Excerpted passage —
-------------------------

Managers make predictable mistakes that, despite their technical expertise and stellar performance, can lead high-fliers to fail to rise to the top.
Along with colleagues, I have been teaching about ‘executive derailment’ for many years. It consistently resonates with MBA students and managers alike. This is echoed in my work with senior managers both individually and in teams. There are some important themes that consistently emerge about the journey to the executive suite. Many, perhaps all, managers have to wrestle with a paradox that, unless effectively addressed, can mean that their brilliance fails to lead to the desired promotion.
I have had many conversations with bitter managers berating the fact that poorer performing colleagues have advanced ahead of them. Is it because top management don’t realise what they have achieved? Is it that they aren’t grateful? Is it that other managers have been engaging in manipulative politicking? Sadly, it is often none of these. Top management usually has a pretty good idea of what it takes to make it to the top. If you are not getting the promotions that your performance ‘deserves’, it is probably that you haven’t effectively realised how much you need to adapt as you become more senior.

-------------------------

Record set —
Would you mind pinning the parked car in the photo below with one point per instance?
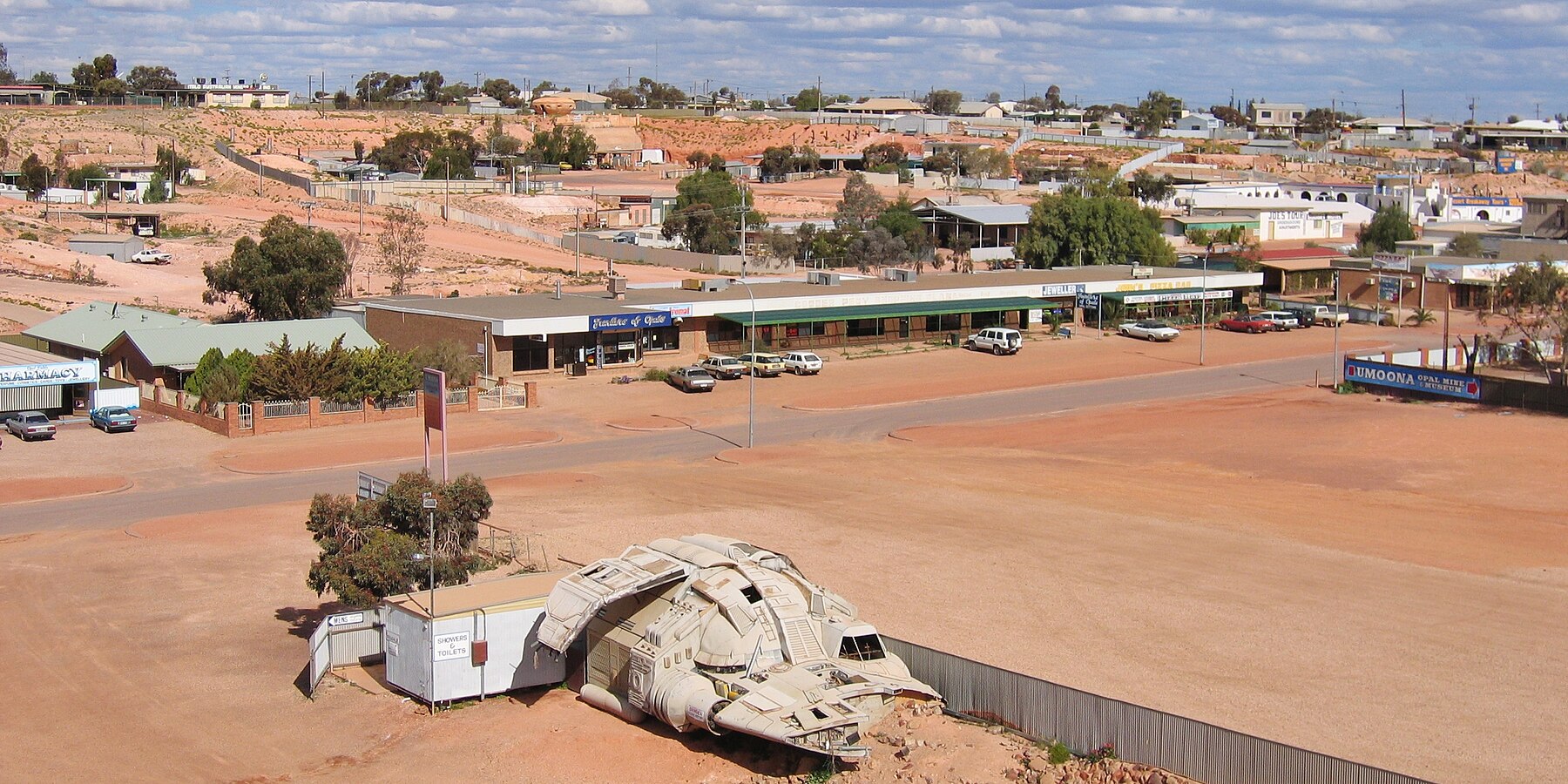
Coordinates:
(1247, 323)
(1283, 321)
(801, 362)
(30, 425)
(113, 419)
(1321, 314)
(1303, 317)
(762, 364)
(996, 339)
(149, 256)
(1150, 329)
(692, 380)
(721, 366)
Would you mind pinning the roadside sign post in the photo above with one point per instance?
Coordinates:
(435, 391)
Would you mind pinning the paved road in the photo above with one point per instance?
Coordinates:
(168, 496)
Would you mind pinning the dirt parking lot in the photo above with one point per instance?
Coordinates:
(1387, 588)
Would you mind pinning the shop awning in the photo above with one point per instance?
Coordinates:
(883, 311)
(1168, 295)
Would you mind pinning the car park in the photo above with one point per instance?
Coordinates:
(721, 366)
(692, 380)
(1283, 321)
(801, 362)
(149, 256)
(1247, 323)
(762, 364)
(30, 425)
(996, 339)
(113, 419)
(1148, 329)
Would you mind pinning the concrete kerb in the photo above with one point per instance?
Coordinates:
(556, 438)
(679, 423)
(828, 409)
(112, 491)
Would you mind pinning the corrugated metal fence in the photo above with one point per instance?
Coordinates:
(1044, 711)
(274, 174)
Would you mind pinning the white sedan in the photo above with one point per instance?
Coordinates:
(149, 256)
(1150, 329)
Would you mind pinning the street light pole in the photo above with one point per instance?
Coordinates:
(429, 502)
(1203, 308)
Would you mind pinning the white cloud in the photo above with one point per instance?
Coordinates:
(140, 5)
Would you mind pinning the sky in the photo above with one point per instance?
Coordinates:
(1356, 54)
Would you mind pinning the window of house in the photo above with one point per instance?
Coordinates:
(862, 328)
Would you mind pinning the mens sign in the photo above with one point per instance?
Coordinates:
(1413, 378)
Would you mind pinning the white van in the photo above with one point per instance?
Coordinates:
(996, 339)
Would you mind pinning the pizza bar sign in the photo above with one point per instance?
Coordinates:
(1413, 378)
(46, 375)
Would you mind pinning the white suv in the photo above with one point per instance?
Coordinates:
(996, 339)
(1283, 321)
(801, 362)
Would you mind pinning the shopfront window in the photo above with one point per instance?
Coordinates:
(944, 323)
(618, 348)
(862, 328)
(985, 319)
(721, 331)
(662, 339)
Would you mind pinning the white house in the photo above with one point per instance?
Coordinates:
(1197, 125)
(1277, 117)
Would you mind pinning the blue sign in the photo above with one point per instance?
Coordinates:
(1413, 378)
(1388, 289)
(650, 321)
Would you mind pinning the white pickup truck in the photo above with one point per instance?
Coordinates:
(1319, 314)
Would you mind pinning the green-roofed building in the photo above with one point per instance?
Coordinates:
(172, 353)
(84, 333)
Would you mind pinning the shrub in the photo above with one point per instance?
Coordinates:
(1058, 754)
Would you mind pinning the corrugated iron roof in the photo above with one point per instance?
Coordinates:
(93, 325)
(182, 347)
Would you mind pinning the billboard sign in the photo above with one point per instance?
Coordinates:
(650, 321)
(1413, 378)
(1391, 260)
(52, 374)
(1178, 297)
(1060, 289)
(435, 391)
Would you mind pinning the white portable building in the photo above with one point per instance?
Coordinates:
(480, 640)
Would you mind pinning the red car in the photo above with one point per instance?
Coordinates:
(1247, 323)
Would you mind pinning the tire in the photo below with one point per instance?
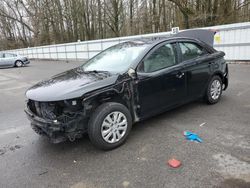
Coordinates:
(214, 90)
(18, 63)
(104, 134)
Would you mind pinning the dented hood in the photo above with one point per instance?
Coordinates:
(70, 84)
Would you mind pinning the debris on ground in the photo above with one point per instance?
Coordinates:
(202, 124)
(42, 173)
(2, 151)
(174, 163)
(192, 136)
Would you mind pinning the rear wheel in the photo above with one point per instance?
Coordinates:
(19, 63)
(214, 90)
(109, 125)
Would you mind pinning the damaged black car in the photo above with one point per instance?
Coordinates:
(124, 84)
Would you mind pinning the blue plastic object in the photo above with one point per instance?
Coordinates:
(192, 136)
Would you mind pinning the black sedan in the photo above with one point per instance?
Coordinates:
(124, 84)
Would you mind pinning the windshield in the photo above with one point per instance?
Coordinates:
(115, 59)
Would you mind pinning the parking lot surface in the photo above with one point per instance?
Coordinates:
(222, 160)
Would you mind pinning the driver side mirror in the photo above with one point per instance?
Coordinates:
(132, 73)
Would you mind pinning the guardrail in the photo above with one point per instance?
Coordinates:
(233, 39)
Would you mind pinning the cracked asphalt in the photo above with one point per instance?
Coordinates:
(222, 160)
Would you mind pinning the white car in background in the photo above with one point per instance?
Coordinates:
(12, 60)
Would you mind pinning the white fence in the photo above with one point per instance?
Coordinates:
(233, 39)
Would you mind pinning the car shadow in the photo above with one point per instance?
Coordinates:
(83, 145)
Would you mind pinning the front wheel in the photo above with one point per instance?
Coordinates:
(19, 63)
(109, 125)
(214, 90)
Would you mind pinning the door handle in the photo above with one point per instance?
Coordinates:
(180, 74)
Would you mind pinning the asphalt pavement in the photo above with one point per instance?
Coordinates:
(222, 160)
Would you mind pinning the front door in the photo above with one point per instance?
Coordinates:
(161, 81)
(195, 61)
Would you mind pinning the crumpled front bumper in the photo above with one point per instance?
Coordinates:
(51, 128)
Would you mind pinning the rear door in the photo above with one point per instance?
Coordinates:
(161, 80)
(196, 63)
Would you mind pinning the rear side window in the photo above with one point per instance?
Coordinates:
(190, 50)
(161, 58)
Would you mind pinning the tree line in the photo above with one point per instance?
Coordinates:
(26, 23)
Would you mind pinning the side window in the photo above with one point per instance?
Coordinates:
(9, 55)
(161, 58)
(190, 50)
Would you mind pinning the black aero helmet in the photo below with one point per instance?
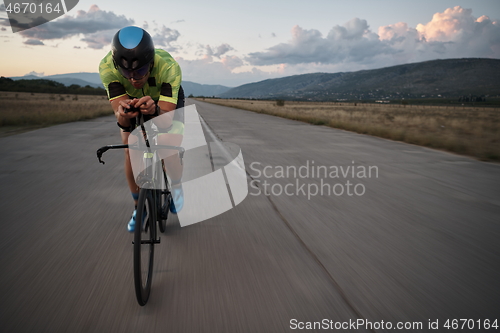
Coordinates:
(133, 51)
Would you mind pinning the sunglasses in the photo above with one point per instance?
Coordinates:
(136, 74)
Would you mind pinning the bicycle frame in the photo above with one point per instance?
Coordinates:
(148, 182)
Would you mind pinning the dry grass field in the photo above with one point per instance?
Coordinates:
(464, 130)
(25, 111)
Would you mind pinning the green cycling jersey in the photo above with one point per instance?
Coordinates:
(163, 83)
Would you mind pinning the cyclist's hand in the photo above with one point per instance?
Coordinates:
(125, 105)
(146, 104)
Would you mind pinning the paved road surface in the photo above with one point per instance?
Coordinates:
(417, 241)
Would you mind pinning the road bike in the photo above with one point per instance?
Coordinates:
(152, 207)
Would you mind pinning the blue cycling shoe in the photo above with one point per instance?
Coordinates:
(131, 223)
(177, 201)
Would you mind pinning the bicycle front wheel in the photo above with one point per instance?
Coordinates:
(144, 240)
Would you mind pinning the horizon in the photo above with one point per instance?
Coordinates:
(231, 87)
(288, 40)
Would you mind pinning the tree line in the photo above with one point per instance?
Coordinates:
(47, 86)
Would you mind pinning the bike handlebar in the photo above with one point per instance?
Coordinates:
(104, 149)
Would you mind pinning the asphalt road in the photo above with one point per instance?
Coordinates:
(417, 240)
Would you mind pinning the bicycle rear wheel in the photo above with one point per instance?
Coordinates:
(144, 240)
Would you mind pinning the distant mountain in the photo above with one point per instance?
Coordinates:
(81, 79)
(93, 80)
(438, 78)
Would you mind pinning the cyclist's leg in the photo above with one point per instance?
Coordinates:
(134, 189)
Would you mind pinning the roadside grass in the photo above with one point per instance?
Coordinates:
(472, 131)
(20, 112)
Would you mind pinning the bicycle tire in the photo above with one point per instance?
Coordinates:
(144, 240)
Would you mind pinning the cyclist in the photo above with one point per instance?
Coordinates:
(135, 74)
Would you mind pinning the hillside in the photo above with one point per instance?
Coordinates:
(438, 78)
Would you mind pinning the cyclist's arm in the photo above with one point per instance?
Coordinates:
(119, 104)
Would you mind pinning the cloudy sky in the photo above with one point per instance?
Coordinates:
(233, 42)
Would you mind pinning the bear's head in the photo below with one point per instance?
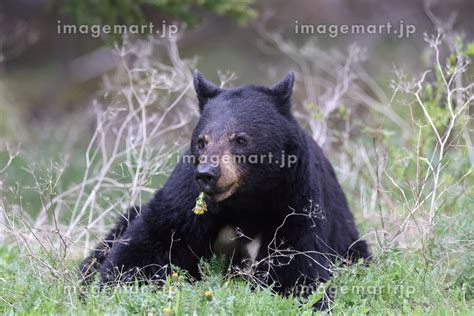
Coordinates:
(244, 139)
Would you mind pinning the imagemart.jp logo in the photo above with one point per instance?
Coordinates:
(400, 30)
(96, 30)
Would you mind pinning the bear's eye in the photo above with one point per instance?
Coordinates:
(201, 143)
(241, 140)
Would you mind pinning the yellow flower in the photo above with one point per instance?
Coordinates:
(175, 276)
(201, 206)
(208, 295)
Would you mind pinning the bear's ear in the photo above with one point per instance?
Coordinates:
(204, 89)
(284, 88)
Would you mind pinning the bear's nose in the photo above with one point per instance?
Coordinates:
(206, 177)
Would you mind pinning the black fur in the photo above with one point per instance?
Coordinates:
(299, 212)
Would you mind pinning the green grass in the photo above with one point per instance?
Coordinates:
(395, 282)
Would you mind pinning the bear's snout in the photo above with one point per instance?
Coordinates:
(206, 176)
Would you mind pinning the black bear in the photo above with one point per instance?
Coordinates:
(274, 204)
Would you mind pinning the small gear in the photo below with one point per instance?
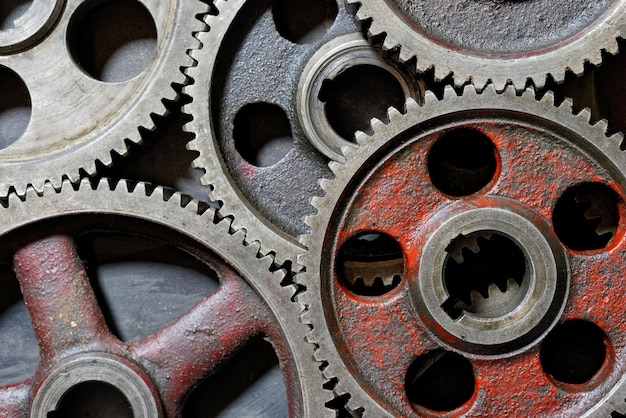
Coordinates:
(497, 312)
(496, 40)
(42, 233)
(68, 107)
(260, 124)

-------------------------

What the task asks — In the passage on executive derailment, who does the topic consistently resonate with? The records have nothing to do with what comes next.

Output — MBA students and managers alike.